Exercise details —
Copy the full set of lines exactly as given.

[Point labeling examples]
- - -

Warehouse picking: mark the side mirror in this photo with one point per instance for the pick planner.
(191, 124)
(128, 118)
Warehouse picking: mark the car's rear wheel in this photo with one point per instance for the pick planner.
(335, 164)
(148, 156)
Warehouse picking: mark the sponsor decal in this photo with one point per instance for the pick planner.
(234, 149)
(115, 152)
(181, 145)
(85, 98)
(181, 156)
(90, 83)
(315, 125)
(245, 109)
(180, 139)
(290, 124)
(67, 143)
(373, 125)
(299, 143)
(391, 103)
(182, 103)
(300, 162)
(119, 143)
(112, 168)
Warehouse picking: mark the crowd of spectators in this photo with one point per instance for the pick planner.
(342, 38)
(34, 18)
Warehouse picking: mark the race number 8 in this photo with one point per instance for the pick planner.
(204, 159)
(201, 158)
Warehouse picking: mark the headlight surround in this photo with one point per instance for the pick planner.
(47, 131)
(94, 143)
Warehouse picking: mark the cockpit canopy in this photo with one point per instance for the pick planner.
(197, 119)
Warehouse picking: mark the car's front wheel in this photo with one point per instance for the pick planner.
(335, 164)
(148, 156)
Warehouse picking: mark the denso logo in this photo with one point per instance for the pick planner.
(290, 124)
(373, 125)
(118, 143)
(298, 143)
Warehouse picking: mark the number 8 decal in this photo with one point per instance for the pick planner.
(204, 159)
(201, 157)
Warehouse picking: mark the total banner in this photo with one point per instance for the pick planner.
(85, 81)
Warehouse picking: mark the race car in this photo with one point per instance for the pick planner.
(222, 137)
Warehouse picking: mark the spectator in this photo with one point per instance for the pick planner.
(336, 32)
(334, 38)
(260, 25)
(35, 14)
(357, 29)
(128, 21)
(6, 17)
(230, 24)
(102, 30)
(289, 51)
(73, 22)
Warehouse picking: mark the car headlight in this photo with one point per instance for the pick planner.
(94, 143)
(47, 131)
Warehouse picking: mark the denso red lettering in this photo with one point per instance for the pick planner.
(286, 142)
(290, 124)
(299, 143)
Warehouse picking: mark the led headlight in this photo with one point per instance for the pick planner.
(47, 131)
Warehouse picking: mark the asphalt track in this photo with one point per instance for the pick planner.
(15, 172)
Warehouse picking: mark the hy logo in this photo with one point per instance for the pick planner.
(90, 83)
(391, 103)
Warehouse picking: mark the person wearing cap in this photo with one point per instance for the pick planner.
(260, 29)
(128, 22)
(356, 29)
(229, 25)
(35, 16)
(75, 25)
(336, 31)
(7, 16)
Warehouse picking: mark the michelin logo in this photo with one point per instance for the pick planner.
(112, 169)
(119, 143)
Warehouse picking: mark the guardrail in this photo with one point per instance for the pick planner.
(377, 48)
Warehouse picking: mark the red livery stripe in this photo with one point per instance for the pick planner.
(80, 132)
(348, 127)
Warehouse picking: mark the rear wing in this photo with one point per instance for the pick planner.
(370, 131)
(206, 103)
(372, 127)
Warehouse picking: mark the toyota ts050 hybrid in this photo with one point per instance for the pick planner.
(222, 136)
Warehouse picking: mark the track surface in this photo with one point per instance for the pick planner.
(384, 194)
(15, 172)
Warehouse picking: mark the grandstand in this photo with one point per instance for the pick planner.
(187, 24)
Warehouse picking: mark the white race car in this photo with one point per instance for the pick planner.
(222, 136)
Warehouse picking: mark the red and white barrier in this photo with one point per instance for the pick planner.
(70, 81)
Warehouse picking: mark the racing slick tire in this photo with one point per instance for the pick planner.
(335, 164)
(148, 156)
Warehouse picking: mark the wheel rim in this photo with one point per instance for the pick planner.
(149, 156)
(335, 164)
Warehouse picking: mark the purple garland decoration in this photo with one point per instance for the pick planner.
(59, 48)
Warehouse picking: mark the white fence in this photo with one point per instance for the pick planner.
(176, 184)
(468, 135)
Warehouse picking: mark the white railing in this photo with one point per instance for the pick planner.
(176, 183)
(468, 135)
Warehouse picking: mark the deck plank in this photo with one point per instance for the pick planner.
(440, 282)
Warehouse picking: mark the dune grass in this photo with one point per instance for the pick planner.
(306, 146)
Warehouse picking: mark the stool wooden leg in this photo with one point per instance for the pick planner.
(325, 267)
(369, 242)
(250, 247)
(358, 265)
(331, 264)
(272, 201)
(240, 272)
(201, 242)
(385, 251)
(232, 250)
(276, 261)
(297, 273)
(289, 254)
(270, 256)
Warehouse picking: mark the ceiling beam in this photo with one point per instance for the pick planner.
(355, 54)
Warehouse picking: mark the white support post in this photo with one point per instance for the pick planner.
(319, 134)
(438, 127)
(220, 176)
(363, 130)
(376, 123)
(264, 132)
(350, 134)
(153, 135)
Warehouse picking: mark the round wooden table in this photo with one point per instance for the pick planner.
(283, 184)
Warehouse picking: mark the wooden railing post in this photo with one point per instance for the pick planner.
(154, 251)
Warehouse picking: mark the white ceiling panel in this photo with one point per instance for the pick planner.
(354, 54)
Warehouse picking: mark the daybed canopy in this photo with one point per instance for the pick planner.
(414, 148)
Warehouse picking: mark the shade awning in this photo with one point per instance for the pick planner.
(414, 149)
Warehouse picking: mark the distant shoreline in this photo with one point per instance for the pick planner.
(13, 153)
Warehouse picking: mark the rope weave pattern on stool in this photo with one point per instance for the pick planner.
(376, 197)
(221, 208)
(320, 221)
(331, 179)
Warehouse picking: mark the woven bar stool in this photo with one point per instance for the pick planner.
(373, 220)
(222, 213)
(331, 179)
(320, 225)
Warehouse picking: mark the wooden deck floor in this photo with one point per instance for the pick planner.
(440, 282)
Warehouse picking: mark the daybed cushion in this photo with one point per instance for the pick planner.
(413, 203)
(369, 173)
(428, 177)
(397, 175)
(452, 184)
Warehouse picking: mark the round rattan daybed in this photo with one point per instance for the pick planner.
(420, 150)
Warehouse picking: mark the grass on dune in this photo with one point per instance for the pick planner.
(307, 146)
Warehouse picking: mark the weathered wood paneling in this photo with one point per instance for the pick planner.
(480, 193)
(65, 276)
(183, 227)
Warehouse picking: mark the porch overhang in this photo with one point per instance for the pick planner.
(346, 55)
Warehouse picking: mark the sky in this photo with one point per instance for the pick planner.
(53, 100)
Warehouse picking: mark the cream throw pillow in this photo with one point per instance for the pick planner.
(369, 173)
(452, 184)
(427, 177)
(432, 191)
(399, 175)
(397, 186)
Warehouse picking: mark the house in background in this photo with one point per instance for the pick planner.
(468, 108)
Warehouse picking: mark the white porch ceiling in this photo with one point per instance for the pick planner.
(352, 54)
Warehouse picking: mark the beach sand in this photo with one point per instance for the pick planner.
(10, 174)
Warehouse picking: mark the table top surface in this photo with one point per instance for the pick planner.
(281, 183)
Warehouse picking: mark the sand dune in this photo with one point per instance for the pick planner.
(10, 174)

- - -

Result —
Warehouse picking: mark the side mirror in this photo with one point per instance for the pick planner.
(191, 124)
(128, 118)
Warehouse picking: mark the car's rear wheel in this photo with one point per instance for the pick planner.
(335, 164)
(148, 156)
Warehouse picking: mark the sponsor decal in this photo with one point per instance for the pick planner.
(234, 149)
(115, 152)
(181, 145)
(85, 98)
(181, 156)
(90, 83)
(315, 125)
(245, 109)
(180, 139)
(290, 124)
(67, 143)
(373, 125)
(299, 143)
(391, 103)
(182, 103)
(300, 162)
(119, 143)
(112, 168)
Warehouse picking: mark the crowd of spectators in this photo with one point per instance for the pick planner.
(342, 38)
(34, 18)
Warehouse picking: mark the race number 8 in this photo with one point per instance for the pick planner.
(204, 159)
(201, 158)
Warehouse picking: mark the headlight surround in this photo with one point per instance for the pick planner.
(47, 131)
(94, 143)
Warehouse picking: mark the cockpit canopy in this photo with one point per instance for the pick planner.
(197, 119)
Warehouse picking: mark the car's front wheel in this photo with one point per instance for the pick planner.
(335, 164)
(148, 156)
Warehouse picking: mark the denso logo in this photo with one point per instance for the pick planner.
(290, 124)
(373, 125)
(118, 143)
(298, 143)
Warehouse picking: mark the number 8 decal in this photo with one point per instance for the pick planner.
(204, 159)
(201, 157)
Warehouse picking: mark the total banner in this photo with one point per instance for the pick planner.
(85, 81)
Warehouse picking: mark the race car in this photo with one point per instance for the pick planner.
(222, 137)
Warehouse picking: mark the spectator in this photo with one point per instance for the pick planner.
(336, 32)
(334, 38)
(260, 25)
(35, 14)
(357, 29)
(128, 21)
(6, 17)
(230, 24)
(102, 30)
(289, 51)
(73, 22)
Warehouse picking: mark the car headlight in this photo with one point per instance for the pick planner.
(94, 143)
(47, 131)
Warehouse picking: mark the denso red lettering in this photo with one point per instance for the pick planner.
(286, 142)
(290, 124)
(299, 143)
Warehouse picking: mark the led headlight in this photo with one point per instance for the pick planner.
(47, 131)
Warehouse picking: mark the asphalt track in this photo with one point per instance for the pick planner.
(15, 172)
Warehouse picking: mark the hy logo in this photo with one point per instance for the pick planner.
(90, 83)
(391, 103)
Warehouse picking: mark the person wearing cap in this photo with one point per instance for the pick planner.
(260, 29)
(128, 22)
(356, 29)
(229, 25)
(35, 16)
(75, 25)
(336, 31)
(7, 16)
Warehouse picking: mark the michelin logo in this photo with one point per instance for the pick planner.
(112, 169)
(119, 143)
Warehouse picking: mark the guardrail in this photo with one point per instance for the pick planner.
(377, 48)
Warehouse picking: mark the red livery stripe in this photo with one point per instance for the pick planner.
(80, 132)
(348, 127)
Warehouse picking: mark the rear wing in this photo with one point per instance for the pick planner.
(370, 131)
(206, 103)
(372, 127)
Warehouse picking: mark the toyota ts050 hybrid in this photo with one point per instance for the pick planner.
(222, 136)
Warehouse picking: mark the track surface in this photo with one point per instance for the pick planner.
(384, 194)
(15, 172)
Warehouse picking: mark the grandstand in this photo with one point per instance for the pick planner.
(187, 24)
Warehouse picking: mark the white race car in this photo with one point per instance for the pick planner.
(222, 136)
Warehouse picking: mark the red and white barrier in this photo with one point per instance for the pick planner.
(70, 81)
Warehouse picking: mark the racing slick tire in this photo with one point per instance for the pick planner.
(335, 164)
(148, 156)
Warehouse picking: mark the wheel rim in this photo with one point per instance for the pick planner.
(149, 156)
(335, 164)
Warehouse picking: mark the purple garland decoration in this photo with one point per instance for the pick planner.
(59, 48)
Warehouse picking: mark the white fence in this photo with one point per instance for the pick planner.
(176, 184)
(468, 135)
Warehouse picking: mark the white railing in this photo with one point per instance for the pick planner.
(176, 183)
(468, 135)
Warehouse picking: mark the deck plank in this photo with one point per instance for the pick planner.
(440, 282)
Warehouse picking: mark the dune grass in this photo with one point per instance for the pick planner.
(306, 146)
Warehouse picking: mark the stool wooden leg in this photo with one point per instance for the pick planner.
(325, 267)
(369, 242)
(250, 247)
(358, 265)
(331, 264)
(272, 201)
(240, 272)
(201, 242)
(385, 251)
(232, 250)
(276, 261)
(297, 273)
(289, 254)
(270, 256)
Warehouse picking: mark the ceiling beam in this photo with one point per instance for the pick planner.
(355, 54)
Warehouse picking: mark the white support post in this photo with one point per instance for the pick planner.
(319, 134)
(438, 127)
(220, 176)
(363, 130)
(376, 123)
(264, 132)
(350, 134)
(153, 135)
Warehouse picking: mark the round wooden table in this photo with one point per instance for the pick planner.
(283, 184)
Warehouse picking: mark the wooden railing post in this photo with one point per instance for the pick planner.
(154, 251)
Warehouse picking: mark the white ceiling panel in this photo with one point per instance for the pick planner.
(354, 54)
Warehouse picking: mark the daybed canopy in this photo with one point per instance for the pick planner.
(414, 148)
Warehouse picking: mark the shade awning in this photo with one point per instance for the pick planner.
(414, 149)
Warehouse picking: mark the distant shoreline in this photo with one point per instance for the pick planner.
(13, 153)
Warehouse picking: mark the rope weave pattern on stool in this photo with one point per instance for the pick planner.
(376, 197)
(221, 208)
(320, 221)
(331, 179)
Warehouse picking: mark the woven bar stool in this photo with one point per instance for the pick planner.
(373, 220)
(222, 213)
(331, 179)
(320, 225)
Warehouse picking: mark the wooden deck floor in this photo with one point per instance for the pick planner.
(440, 282)
Warehouse picking: mark the daybed cushion in this photo with one point per instance for the pick planner.
(413, 203)
(369, 173)
(428, 177)
(397, 175)
(452, 184)
Warehouse picking: mark the round rattan daybed in this photo with one point per instance for the pick planner.
(420, 150)
Warehouse picking: mark the grass on dune in this photo with one point per instance for the pick planner.
(307, 146)
Warehouse picking: mark the weathered wood paneling in this photo with one point per instance for the pick planner.
(480, 193)
(65, 276)
(183, 227)
Warehouse picking: mark the porch overhang in this photo with one point per instance for the pick planner.
(346, 55)
Warehouse picking: mark the sky in this photo with one point per instance for the pick planner.
(53, 100)
Warehouse picking: mark the cream throw pillow in this photo with one point per instance for the pick planner.
(369, 173)
(452, 184)
(427, 177)
(432, 191)
(399, 175)
(397, 186)
Warehouse picking: mark the house in background in this photo with one point per instance for the pick planner.
(468, 108)
Warehouse picking: mark the white porch ceiling in this photo with one point per instance for the pick planner.
(352, 54)
Warehouse picking: mark the beach sand in this photo with one point per instance for the pick planner.
(10, 174)
Warehouse picking: mark the table top surface in this photo with one point per instance for the pick planner.
(281, 183)
Warehouse picking: mark the sand dune in this photo with one point per instance for the pick planner.
(10, 174)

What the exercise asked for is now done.